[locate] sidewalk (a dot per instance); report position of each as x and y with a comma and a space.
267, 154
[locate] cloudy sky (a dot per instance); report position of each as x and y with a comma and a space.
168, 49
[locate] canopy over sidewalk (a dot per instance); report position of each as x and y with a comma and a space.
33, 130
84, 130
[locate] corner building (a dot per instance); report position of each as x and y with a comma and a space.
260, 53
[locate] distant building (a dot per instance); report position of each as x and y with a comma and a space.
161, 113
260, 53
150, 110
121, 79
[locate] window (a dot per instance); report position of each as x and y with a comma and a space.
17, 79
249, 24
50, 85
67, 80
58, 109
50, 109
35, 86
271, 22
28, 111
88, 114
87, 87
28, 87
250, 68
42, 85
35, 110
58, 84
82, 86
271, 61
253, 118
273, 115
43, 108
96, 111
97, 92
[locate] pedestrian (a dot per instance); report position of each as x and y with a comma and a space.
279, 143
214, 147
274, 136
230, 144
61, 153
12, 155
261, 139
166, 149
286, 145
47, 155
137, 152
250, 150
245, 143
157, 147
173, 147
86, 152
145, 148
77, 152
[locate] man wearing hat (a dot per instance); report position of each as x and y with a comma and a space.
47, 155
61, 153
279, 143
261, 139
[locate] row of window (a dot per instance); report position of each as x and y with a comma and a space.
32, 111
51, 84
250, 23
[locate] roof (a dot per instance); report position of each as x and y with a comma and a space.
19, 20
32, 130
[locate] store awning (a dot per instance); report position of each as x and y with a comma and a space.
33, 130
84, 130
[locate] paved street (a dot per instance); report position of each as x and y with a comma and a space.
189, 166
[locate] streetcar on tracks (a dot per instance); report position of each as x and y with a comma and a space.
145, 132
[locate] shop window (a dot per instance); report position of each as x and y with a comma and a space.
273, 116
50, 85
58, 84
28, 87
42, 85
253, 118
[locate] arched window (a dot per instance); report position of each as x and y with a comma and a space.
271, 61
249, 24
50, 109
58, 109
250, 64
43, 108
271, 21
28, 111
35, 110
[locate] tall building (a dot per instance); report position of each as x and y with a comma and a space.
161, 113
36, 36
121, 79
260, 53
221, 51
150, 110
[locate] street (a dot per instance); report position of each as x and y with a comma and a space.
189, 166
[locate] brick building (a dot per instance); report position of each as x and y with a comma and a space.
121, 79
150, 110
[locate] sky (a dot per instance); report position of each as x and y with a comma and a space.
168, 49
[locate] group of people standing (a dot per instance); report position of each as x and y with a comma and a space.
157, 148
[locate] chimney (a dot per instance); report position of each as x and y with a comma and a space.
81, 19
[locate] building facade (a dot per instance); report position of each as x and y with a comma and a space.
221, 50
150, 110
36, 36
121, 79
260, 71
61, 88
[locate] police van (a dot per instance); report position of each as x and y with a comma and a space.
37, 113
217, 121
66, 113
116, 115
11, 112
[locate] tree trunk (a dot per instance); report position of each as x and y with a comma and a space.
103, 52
====================
### YOUR INSTRUCTIONS
Return the entries in full, keeping every line exactly as it is.

### THE ANSWER
[locate] sidewalk (a dot per instance); report position of each as x and y with a comma and a space.
267, 154
[locate] cloudy sky (a dot per instance); report position of each as x and y with a comma and a space.
168, 49
[locate] canopy over sidewalk (a dot per instance); report position of each as x and y with a comma and a space.
33, 130
84, 130
[locate] corner building (a dot per instance); report position of each as x and y with a comma and a space.
260, 53
[locate] distant building (a dot per instance); report position of each as x and y with a comma and a space.
161, 113
260, 53
150, 110
121, 79
[locate] window (a dot per instance); report position of each as x and y with a comma and a space.
17, 79
249, 24
50, 85
67, 80
58, 109
50, 109
35, 86
271, 22
28, 111
88, 114
87, 87
28, 87
250, 68
42, 85
35, 110
58, 84
82, 86
271, 61
253, 118
273, 115
43, 108
96, 111
97, 92
[locate] pedestrian (a dot per instance); report position of each as x and y with a comma and a space.
279, 143
214, 147
274, 136
230, 144
61, 153
12, 155
261, 139
166, 149
286, 145
47, 155
137, 152
250, 150
245, 143
157, 147
173, 147
86, 152
145, 148
77, 152
[locate] man wearing hat (a dot per instance); report position of each as x and y with a comma and a space.
47, 155
61, 153
279, 143
261, 139
[locate] row of window (a dot per instance); report position of each as x and y with a comma and a space.
32, 111
51, 84
250, 23
[locate] roof (a dot per instance); report position of each as x and y with a comma and a space.
19, 20
32, 130
[locate] store awning (a dot per instance); report position of each as x and y with a comma and a space.
33, 130
84, 130
[locate] paved street (a dot per instance); report position of each as x and y with a comma and a space.
189, 166
[locate] streetcar on tracks (a dot per instance); report position of each as x and y with a comma and a space.
145, 132
[locate] shop window (a dot per instance); report position of each as x and y with a comma and a space.
273, 116
50, 85
58, 84
28, 87
42, 85
253, 118
[locate] arched window (a dot per instance); report position of each as x and y with a comma and a space.
271, 61
249, 24
50, 109
58, 109
250, 64
43, 108
271, 21
28, 111
35, 110
[locate] tall building (a dot per instance); report position of each as x and y with a comma and a space.
161, 113
36, 36
121, 79
260, 53
221, 51
150, 110
[locate] street (a dot per instance); report position of each as x and y with a comma and a space.
189, 166
[locate] brick building (a dot per instance); report position of each as x and y with a comma and a space.
121, 79
150, 110
[locate] sky (a dot per instance); report position of each as x and y with a comma and a space.
168, 49
[locate] group of people standing (a dot per instance); report position of each as x and y with a comma and a space.
157, 148
[locate] chimney (a dot per instance); report position of each as x and y with a comma and a space.
81, 19
[locate] building facade (a dot per instance); report position of each as x and y with a comma and a space.
221, 50
150, 110
36, 36
121, 79
260, 71
61, 88
[locate] police van (a dot per instance); report position of each as x and y with a comma and a space.
37, 113
217, 121
66, 113
116, 115
11, 112
[locate] tree trunk (a dot per instance); report position of each as x and y with a comma and a space.
103, 52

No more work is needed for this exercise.